Reproduce every line of the records below verbatim, leaving out the pictures.

> _EXTRACTED MATERIAL_
──────

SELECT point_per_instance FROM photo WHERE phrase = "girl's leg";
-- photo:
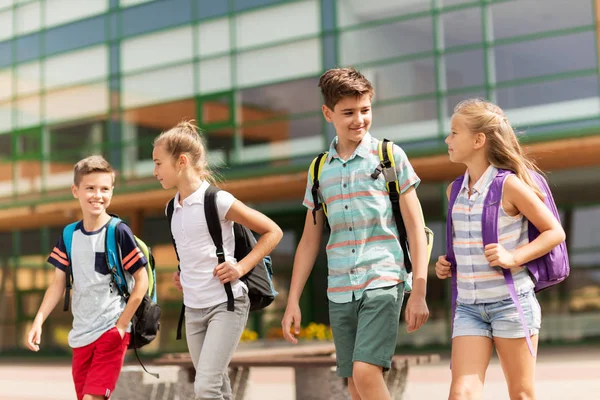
(221, 339)
(518, 365)
(470, 359)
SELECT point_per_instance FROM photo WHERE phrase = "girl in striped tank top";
(485, 316)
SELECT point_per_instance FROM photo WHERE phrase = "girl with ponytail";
(485, 315)
(212, 332)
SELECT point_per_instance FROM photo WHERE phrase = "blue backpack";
(546, 271)
(145, 324)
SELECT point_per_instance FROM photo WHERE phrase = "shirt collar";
(363, 149)
(483, 183)
(195, 198)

──────

> _SOLUTION BELOW_
SELECT point_per_instance FROM photo WHERE phrase = "girl's leg";
-- photo:
(221, 339)
(518, 365)
(470, 359)
SELECT point_per_instance FROM photo WHERE phrase = "girl in striped tank top";
(485, 316)
SELECT point_per_instance FROM photo WHERE phrase = "girl with ponytail";
(485, 315)
(212, 332)
SELECT point_per_instance FROM photo WHERE phrase = "blue backpack";
(546, 271)
(145, 324)
SELECT point_per_instance FROM photo WHERE phrase = "shirt collar";
(363, 149)
(483, 183)
(195, 198)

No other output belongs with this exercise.